* **Challenges**:
a – Answer these questions from the Perceval biography:
(i) On what date and in what town was he born?
(ii) What work did his father Robert South do?
(iii) At which school did he win a bursary?
b – Set down, word for word, the part of the Perceval biography that opens with the words containing "Artist, Potter &" and closes with "lower right leg.".
c – Take the Perceval biography further, starting right after its last sentence.

* **Excerpt**:
* start *

Artist, Potter & Soldier
Born Linwood Robert Steven South on 1 February 1923 at Bruce Rock, Western Australia, the son of Robert South a wheat farmer and Dorothy née Dolton; his parents separated when Perceval was eighteen months old and until 1934 he lived with his father (“a tireless, hard worker and impressive farmer…(but) feared for his impulsive temper and occasional violent outbursts”) until his mother’s marriage to William de Burgh Perceval. He then changed his name by deed poll. He won a bursary at Trinity Grammar where he gained an appreciation of drawing but was largely untrained; at the age of fifteen he suffered from a bout of poliomyelitits (polio) that left him permanently lame in his lower right leg.

* end *

* **Extracted data**:

* start *

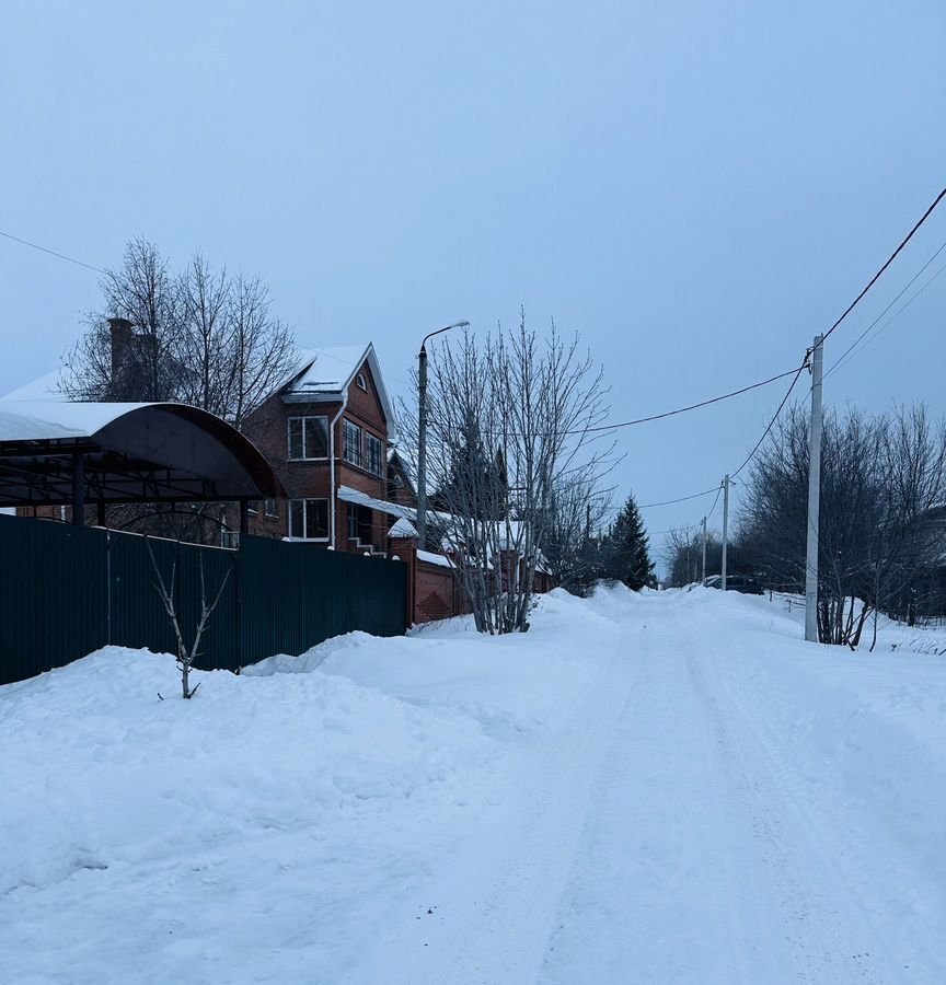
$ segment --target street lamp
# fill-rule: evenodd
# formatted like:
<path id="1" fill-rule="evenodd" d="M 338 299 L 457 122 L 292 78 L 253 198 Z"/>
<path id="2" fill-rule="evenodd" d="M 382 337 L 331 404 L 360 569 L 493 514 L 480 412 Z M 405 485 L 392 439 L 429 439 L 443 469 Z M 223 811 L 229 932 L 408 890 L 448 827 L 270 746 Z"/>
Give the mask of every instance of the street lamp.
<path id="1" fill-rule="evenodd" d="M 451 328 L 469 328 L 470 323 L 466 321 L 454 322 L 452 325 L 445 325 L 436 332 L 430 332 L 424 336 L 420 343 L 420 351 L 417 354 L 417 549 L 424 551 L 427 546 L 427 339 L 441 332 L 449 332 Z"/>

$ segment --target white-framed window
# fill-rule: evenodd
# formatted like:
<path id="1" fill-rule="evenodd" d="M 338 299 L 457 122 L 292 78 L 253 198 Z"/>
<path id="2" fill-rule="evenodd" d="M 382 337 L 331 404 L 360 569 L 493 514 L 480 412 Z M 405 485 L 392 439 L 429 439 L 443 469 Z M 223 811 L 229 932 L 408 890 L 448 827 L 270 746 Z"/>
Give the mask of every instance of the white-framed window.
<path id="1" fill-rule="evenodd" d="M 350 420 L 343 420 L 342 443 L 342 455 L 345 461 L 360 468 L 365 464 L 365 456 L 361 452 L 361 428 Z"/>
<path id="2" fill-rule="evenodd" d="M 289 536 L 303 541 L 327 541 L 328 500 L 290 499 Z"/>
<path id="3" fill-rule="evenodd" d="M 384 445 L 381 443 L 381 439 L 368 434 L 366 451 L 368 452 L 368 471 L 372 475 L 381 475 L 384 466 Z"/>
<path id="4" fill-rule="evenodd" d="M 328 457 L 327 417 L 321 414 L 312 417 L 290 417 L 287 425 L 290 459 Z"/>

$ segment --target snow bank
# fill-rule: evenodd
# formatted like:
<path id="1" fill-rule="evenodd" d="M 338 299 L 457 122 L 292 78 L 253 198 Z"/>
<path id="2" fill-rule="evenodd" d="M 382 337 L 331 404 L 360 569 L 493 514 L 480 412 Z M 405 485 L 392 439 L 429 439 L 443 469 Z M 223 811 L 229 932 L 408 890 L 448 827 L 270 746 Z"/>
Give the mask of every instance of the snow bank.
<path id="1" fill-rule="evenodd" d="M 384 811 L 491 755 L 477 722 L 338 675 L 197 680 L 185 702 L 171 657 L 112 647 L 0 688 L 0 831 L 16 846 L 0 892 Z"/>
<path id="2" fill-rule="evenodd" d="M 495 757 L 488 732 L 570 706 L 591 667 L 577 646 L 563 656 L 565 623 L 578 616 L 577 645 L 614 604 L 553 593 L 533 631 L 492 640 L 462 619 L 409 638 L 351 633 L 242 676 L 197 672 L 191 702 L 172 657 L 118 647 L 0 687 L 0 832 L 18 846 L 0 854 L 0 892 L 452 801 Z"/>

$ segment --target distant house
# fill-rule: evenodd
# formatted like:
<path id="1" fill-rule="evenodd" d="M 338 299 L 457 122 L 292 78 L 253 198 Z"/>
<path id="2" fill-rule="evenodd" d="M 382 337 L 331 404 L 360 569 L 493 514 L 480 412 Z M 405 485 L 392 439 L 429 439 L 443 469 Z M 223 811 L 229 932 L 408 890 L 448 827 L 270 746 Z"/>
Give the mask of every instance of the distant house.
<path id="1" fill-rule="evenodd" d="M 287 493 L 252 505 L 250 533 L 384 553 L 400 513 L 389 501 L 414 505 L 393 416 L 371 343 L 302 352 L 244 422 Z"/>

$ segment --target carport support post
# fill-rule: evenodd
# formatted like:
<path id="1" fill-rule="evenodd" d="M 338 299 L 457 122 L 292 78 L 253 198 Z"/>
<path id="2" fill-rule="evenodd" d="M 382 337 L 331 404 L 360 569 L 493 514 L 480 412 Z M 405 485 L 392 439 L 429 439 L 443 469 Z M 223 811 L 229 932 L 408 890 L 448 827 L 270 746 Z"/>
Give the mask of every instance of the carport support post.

* end *

* **Results**:
a –
(i) 1 February 1923, at Bruce Rock, Western Australia
(ii) Wheat farmer
(iii) Trinity Grammar

b –
Artist, Potter & Soldier
Born Linwood Robert Steven South on 1 February 1923 at Bruce Rock, Western Australia, the son of Robert South a wheat farmer and Dorothy née Dolton; his parents separated when Perceval was eighteen months old and until 1934 he lived with his father (“a tireless, hard worker and impressive farmer…(but) feared for his impulsive temper and occasional violent outbursts”) until his mother’s marriage to William de Burgh Perceval. He then changed his name by deed poll. He won a bursary at Trinity Grammar where he gained an appreciation of drawing but was largely untrained; at the age of fifteen he suffered from a bout of poliomyelitits (polio) that left him permanently lame in his lower right leg.

c –
In December 1941 Perceval voluntarily enlisted in the army and joined the Cartographic Company where he met Arthur Boyd (q.v.) but was discharged after eight months and moved into the Boyd family home at Open Country – Murrumbeena (“the guest who came to stay”); he fell in love with Boyd’s younger sister Mary whom he married in November 1944 and with others helped to establish “Arthur Merric Boyd (AMB) Pottery” (500 Neerim Road, Murrumbeena) having temporarily abandoned painting from 1950 until 1954. The last surviving member of the avant-garde group of artists known as the “Angry Penguins” that profoundly redefined the Australian art scene in the 1940s, Perceval was described as “the humanist and poet” of the group.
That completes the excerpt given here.